Please copy every one of the entries below word for word, keeping each line unchanged.

--- START ---

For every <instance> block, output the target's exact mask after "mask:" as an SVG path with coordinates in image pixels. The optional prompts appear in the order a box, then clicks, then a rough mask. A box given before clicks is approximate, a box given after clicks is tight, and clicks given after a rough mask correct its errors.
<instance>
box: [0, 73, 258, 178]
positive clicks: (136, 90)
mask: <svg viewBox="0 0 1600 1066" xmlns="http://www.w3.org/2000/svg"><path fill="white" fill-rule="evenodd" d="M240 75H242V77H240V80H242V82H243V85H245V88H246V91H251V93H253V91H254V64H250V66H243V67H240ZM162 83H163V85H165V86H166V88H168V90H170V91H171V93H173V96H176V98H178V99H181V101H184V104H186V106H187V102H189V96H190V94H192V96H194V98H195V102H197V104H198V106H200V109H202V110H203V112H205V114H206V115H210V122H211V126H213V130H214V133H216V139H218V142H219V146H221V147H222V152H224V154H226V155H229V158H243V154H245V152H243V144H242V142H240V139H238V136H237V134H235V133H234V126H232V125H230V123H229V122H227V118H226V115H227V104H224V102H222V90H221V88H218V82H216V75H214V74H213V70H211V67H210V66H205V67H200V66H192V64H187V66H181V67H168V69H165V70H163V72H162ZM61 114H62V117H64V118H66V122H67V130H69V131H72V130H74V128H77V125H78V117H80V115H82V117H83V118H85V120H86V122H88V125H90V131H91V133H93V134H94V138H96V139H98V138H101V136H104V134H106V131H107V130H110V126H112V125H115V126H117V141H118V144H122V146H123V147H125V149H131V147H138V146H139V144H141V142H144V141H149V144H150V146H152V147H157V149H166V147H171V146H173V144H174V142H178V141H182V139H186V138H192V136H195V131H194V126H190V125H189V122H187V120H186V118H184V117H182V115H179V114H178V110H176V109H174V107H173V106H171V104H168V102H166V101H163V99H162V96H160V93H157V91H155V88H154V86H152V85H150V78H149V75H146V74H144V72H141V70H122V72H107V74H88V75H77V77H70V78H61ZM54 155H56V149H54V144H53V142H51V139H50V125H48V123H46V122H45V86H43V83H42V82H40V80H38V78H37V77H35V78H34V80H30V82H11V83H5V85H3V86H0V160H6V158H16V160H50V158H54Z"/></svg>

--- END ---

- _TASK RESULT_:
For every <instance> block, output the target's exact mask after "mask:" as an SVG path with coordinates in image pixels. The optional prompts appear in the order a box, then clicks, then a rough mask. A box given before clicks is approximate, a box given after clicks is tight, and clicks given after a rough mask correct its errors.
<instance>
box: [0, 73, 258, 178]
positive clicks: (136, 90)
mask: <svg viewBox="0 0 1600 1066" xmlns="http://www.w3.org/2000/svg"><path fill="white" fill-rule="evenodd" d="M240 75H242V77H240V80H242V82H243V85H245V88H246V91H251V93H253V91H254V64H250V66H243V67H240ZM162 83H163V85H165V86H166V88H168V90H170V91H171V93H173V96H176V98H178V99H181V101H184V104H186V106H187V102H189V96H190V94H192V96H194V98H195V102H197V104H198V106H200V109H202V110H203V112H205V114H206V115H210V122H211V126H213V130H214V133H216V139H218V142H219V146H221V147H222V152H224V154H226V155H229V158H243V154H245V152H243V144H242V142H240V139H238V136H237V134H235V133H234V126H232V125H230V123H229V122H227V118H226V115H227V104H224V102H222V90H221V88H218V82H216V75H214V74H213V70H211V67H210V66H205V67H200V66H192V64H187V66H181V67H168V69H165V70H163V72H162ZM61 114H62V117H64V118H66V122H67V130H69V131H72V130H74V128H77V125H78V117H80V115H82V117H83V118H85V120H86V122H88V125H90V131H91V133H93V134H94V138H96V139H98V138H101V136H104V134H106V131H107V130H110V126H112V125H115V126H117V141H118V144H122V146H123V147H125V149H131V147H138V146H139V144H141V142H144V141H149V144H150V146H152V147H157V149H166V147H171V146H173V144H174V142H178V141H182V139H186V138H192V136H195V131H194V126H190V125H189V122H187V120H186V118H184V117H182V115H179V114H178V110H176V109H174V107H173V106H171V104H168V102H166V101H163V99H162V96H160V93H157V91H155V88H154V86H152V85H150V78H149V75H146V74H144V72H141V70H122V72H107V74H88V75H77V77H70V78H61ZM54 155H56V149H54V144H53V142H51V139H50V125H48V123H46V122H45V86H43V83H42V82H40V80H38V78H37V77H35V78H34V80H30V82H11V83H5V85H3V86H0V160H6V158H16V160H50V158H54Z"/></svg>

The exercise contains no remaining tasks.